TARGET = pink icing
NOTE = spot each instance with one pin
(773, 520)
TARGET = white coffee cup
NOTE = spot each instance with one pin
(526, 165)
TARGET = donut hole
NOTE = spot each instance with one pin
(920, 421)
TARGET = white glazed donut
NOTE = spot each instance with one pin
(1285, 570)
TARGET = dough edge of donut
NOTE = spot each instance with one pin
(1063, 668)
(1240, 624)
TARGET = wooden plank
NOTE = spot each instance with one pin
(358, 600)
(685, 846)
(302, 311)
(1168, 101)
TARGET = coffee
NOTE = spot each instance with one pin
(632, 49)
************
## Work required:
All entries must come back exactly as they were written.

## Solution:
TARGET = pink icing
NOTE = spot each instance with one pin
(773, 520)
TARGET = white coffee cup
NOTE = spot each instance with one pin
(526, 165)
TARGET = donut hole
NOTE = spot each instance with one pin
(920, 421)
TARGET = white glazed donut
NOTE = spot each instance with one pin
(1285, 570)
TARGET = dough edge of donut
NOTE = spot each instance with one pin
(1063, 668)
(1240, 624)
TARGET = wooden plank
NOTE = spot each instance with one pin
(358, 600)
(685, 846)
(302, 311)
(1168, 101)
TARGET = coffee
NOTE = spot each instance with one pin
(632, 49)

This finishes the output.